**Tasks to complete**
1 > In the proxy statement excerpt on shareholder proposals, list each rule, provision, or requirement that the text says a shareholder must comply with.
2 > Revise the records from the line that contains "For every instance of the dark" down through the end of the records, changing "disc" to "circle" and leaving everything else as is.

++++ Document segment

Proposals for Inclusion in the Proxy Statement

 

If you want to make a proposal for consideration at next year’s annual meeting of shareholders and have it included in our proxy materials, we must receive your proposal no later September 5, 2024, which is the 120th day prior to the anniversary of the date of this proxy statement, and the proposal must comply with SEC Rule 14a-8.

 

Other Proposals

 

If you want to make a proposal (other than a proposal in accordance with SEC Rule 14a-8) or nominate a director for consideration at next year’s annual meeting, you must comply with the then-current advance notice provisions and other requirements set forth in our bylaws, which are available on the SEC’s website (www.sec.gov) and our website at https://investor.insteel.com/ corporate-governance/governance-documents.

++++++++
++++ Record list

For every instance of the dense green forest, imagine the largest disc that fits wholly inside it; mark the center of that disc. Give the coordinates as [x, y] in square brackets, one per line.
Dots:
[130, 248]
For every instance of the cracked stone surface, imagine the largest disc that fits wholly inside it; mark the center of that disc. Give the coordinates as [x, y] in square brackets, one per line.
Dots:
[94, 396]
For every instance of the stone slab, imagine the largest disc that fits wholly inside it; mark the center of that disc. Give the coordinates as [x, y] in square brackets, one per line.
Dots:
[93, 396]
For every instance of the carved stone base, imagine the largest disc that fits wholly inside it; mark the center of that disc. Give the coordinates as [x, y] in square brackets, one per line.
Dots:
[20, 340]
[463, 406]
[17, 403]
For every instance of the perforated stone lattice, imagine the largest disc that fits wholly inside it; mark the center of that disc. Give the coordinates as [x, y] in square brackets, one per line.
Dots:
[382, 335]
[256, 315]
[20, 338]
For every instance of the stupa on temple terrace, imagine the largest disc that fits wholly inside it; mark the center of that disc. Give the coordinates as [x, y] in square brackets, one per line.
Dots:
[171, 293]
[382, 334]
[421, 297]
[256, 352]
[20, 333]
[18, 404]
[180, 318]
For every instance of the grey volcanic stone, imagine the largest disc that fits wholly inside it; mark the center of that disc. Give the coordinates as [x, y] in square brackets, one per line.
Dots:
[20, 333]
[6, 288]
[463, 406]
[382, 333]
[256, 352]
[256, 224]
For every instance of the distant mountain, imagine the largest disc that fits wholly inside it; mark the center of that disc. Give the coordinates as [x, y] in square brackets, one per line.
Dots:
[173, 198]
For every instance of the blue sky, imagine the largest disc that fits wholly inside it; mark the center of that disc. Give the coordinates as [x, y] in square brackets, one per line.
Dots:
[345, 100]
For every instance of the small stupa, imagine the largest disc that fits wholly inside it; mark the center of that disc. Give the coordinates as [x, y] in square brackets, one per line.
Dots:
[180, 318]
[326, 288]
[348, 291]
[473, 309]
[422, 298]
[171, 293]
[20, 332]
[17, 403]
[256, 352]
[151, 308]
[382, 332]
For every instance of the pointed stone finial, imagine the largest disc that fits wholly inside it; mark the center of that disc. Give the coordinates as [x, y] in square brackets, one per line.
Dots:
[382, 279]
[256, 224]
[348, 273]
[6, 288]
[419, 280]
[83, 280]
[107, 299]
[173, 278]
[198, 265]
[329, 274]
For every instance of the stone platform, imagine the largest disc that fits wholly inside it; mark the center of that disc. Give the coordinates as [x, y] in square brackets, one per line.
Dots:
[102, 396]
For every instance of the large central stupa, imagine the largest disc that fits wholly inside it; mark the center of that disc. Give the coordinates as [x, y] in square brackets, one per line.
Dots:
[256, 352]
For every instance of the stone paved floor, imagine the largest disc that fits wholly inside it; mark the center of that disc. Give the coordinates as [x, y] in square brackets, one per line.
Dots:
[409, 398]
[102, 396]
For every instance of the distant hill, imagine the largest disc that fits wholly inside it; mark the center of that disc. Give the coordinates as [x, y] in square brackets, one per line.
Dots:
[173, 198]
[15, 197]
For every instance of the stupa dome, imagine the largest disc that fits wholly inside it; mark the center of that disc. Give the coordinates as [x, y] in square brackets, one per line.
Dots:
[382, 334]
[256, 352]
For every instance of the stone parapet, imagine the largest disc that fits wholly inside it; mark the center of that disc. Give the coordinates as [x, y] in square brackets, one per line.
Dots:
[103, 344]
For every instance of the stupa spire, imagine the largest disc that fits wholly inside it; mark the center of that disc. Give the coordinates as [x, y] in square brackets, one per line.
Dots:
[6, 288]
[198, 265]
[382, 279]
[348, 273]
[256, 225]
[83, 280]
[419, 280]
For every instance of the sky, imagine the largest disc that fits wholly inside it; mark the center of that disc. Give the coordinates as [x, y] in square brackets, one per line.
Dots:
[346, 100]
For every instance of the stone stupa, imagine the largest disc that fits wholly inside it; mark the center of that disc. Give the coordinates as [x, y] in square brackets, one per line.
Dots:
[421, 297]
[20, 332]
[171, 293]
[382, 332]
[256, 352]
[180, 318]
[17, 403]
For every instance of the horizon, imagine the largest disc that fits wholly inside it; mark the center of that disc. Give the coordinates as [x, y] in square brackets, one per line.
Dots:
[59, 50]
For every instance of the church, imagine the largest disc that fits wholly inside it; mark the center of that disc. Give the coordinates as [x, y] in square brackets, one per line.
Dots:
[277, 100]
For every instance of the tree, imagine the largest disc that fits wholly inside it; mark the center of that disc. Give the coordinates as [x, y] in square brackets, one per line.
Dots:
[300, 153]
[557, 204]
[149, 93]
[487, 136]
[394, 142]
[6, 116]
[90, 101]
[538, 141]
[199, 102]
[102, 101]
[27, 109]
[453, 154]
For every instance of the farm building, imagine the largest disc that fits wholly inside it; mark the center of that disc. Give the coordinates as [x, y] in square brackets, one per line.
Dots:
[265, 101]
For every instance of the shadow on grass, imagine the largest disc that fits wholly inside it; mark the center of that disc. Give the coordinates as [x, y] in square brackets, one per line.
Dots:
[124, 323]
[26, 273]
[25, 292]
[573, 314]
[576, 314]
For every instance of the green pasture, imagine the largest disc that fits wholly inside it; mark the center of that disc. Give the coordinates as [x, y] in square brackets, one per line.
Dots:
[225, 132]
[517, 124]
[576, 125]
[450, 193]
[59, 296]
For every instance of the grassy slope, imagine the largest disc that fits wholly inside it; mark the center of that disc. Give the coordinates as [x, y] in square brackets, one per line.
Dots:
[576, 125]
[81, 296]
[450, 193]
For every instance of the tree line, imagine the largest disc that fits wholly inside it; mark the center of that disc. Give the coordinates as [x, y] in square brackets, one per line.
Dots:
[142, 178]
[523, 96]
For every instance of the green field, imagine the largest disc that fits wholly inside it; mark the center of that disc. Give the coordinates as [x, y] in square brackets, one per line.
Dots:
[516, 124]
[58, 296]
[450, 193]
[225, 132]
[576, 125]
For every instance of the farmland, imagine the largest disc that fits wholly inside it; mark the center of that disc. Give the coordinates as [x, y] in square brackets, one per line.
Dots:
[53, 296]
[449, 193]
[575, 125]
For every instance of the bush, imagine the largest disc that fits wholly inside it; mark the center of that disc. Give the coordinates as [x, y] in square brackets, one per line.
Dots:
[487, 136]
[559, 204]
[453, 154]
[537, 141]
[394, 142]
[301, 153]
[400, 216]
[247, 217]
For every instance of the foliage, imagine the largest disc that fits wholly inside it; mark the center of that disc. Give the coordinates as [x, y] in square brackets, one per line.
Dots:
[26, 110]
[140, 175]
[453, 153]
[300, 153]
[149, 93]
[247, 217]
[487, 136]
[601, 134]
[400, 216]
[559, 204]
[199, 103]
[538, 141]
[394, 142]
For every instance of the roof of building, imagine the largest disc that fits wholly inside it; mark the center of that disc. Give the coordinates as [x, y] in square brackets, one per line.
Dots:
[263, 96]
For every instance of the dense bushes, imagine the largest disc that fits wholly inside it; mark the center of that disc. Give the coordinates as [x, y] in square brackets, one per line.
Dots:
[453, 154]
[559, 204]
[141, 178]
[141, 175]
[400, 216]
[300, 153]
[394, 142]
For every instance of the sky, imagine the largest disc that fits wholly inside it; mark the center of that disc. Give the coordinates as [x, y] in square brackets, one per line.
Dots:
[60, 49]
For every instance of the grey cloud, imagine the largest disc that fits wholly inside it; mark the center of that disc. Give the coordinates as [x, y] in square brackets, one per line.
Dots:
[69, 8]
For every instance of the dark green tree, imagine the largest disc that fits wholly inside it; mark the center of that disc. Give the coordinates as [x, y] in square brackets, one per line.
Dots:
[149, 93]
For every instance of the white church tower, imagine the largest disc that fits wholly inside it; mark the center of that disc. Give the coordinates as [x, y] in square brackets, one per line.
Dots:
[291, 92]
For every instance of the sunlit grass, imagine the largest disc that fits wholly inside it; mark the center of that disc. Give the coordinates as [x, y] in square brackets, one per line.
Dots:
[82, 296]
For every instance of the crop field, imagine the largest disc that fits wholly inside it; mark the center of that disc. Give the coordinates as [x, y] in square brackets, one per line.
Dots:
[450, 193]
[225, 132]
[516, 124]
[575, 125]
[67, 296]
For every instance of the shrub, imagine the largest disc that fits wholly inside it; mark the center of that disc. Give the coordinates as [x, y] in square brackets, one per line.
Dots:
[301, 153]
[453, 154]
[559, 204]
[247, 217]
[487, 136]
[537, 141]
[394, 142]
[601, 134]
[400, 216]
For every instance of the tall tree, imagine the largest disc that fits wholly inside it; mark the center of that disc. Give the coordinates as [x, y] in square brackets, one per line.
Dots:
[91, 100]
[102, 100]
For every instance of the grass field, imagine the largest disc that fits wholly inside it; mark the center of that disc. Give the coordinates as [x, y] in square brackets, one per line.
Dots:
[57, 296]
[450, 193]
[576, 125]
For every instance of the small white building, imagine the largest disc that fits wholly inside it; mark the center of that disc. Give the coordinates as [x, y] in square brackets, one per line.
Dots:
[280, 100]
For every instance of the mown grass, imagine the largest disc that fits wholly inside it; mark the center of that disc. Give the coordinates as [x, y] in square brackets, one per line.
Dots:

++++++++

**Exercise solutions**
1 >
- SEC Rule 14a-8
- The then-current advance notice provisions
- The other requirements set forth in the bylaws

2 >
For every instance of the dark green tree, imagine the largest circle that fits wholly inside it; mark the center of that circle. Give the coordinates as [x, y] in square brackets, one per line.
Dots:
[149, 93]
For every instance of the white church tower, imagine the largest circle that fits wholly inside it; mark the center of that circle. Give the coordinates as [x, y] in square brackets, one per line.
Dots:
[291, 92]
For every instance of the sunlit grass, imagine the largest circle that fits wholly inside it; mark the center of that circle. Give the coordinates as [x, y] in square brackets, one per line.
Dots:
[82, 296]
For every instance of the crop field, imagine the largest circle that fits wholly inside it; mark the center of that circle. Give the coordinates as [x, y] in square brackets, one per line.
Dots:
[450, 193]
[225, 132]
[516, 124]
[575, 125]
[67, 296]
For every instance of the shrub, imagine the largest circle that fits wholly inside it; mark the center of that circle. Give the coordinates as [x, y] in square brackets, one per line.
Dots:
[301, 153]
[453, 154]
[559, 204]
[247, 217]
[487, 136]
[537, 141]
[394, 142]
[601, 134]
[400, 216]
For every instance of the tall tree, imagine the largest circle that fits wholly inside it; mark the center of that circle. Give the coordinates as [x, y] in square brackets, one per line.
Dots:
[91, 100]
[102, 100]
For every instance of the grass field, imagine the largest circle that fits wholly inside it; mark the center of that circle. Give the coordinates as [x, y] in square brackets, one per line.
Dots:
[57, 296]
[450, 193]
[576, 125]
For every instance of the small white building, imagine the largest circle that fits wholly inside it; mark the center of that circle. Give the coordinates as [x, y] in square brackets, one per line.
Dots:
[280, 100]
For every instance of the mown grass, imagine the largest circle that fits wholly inside it; mark the center of that circle. Give the coordinates as [x, y] in square brackets, one per line.
Dots:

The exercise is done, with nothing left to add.